▸ Exercise requirements: Filter the records below and copy every line containing the word "target".

▸ Data:
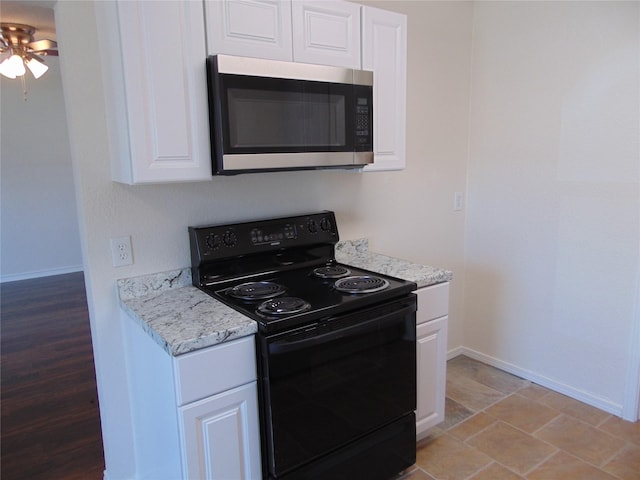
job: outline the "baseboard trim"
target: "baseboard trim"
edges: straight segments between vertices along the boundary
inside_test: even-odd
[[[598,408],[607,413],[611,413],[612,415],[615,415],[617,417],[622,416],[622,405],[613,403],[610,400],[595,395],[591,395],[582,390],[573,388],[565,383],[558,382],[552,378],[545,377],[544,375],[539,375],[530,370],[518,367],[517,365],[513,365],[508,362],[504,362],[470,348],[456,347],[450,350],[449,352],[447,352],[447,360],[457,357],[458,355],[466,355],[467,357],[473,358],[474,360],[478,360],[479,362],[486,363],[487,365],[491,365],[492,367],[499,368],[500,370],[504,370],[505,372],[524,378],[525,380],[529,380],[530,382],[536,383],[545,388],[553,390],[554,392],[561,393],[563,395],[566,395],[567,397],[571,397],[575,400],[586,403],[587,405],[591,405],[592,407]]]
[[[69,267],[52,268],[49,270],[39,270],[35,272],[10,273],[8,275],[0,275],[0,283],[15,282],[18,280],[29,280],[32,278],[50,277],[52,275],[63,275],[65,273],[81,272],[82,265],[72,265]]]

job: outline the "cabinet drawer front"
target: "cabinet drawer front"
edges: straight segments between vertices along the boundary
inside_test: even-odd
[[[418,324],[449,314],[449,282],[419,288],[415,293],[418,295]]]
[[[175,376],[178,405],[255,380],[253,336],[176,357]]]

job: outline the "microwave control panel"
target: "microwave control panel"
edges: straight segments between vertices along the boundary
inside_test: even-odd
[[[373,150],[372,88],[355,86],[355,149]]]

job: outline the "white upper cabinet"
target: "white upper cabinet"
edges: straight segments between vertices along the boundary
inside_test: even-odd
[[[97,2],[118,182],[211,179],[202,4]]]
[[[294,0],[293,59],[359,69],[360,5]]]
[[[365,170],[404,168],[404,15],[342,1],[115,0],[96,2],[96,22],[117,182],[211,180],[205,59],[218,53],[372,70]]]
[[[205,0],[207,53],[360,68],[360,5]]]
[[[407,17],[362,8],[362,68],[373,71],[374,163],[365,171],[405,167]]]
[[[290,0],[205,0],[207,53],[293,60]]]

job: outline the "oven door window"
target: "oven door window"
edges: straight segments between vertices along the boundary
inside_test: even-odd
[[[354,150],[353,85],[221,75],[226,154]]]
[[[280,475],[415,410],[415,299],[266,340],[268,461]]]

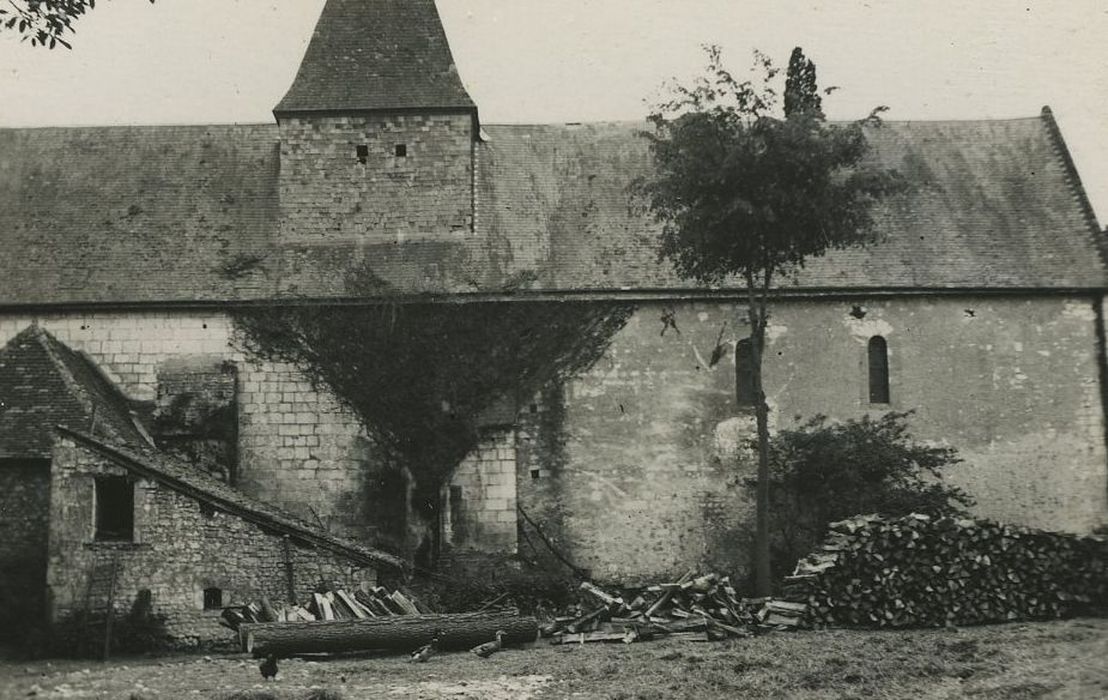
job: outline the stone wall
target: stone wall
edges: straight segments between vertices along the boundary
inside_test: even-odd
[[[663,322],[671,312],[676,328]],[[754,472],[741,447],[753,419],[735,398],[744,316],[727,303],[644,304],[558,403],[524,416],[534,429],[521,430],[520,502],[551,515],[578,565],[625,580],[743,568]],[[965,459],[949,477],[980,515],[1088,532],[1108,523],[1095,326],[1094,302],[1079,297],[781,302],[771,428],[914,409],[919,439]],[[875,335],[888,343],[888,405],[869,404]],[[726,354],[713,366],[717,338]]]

▸ Task response:
target: "baseboard trim"
target: "cabinet drawer front"
target: "microwave control panel"
target: "white upper cabinet"
target: "oven door window"
target: stone wall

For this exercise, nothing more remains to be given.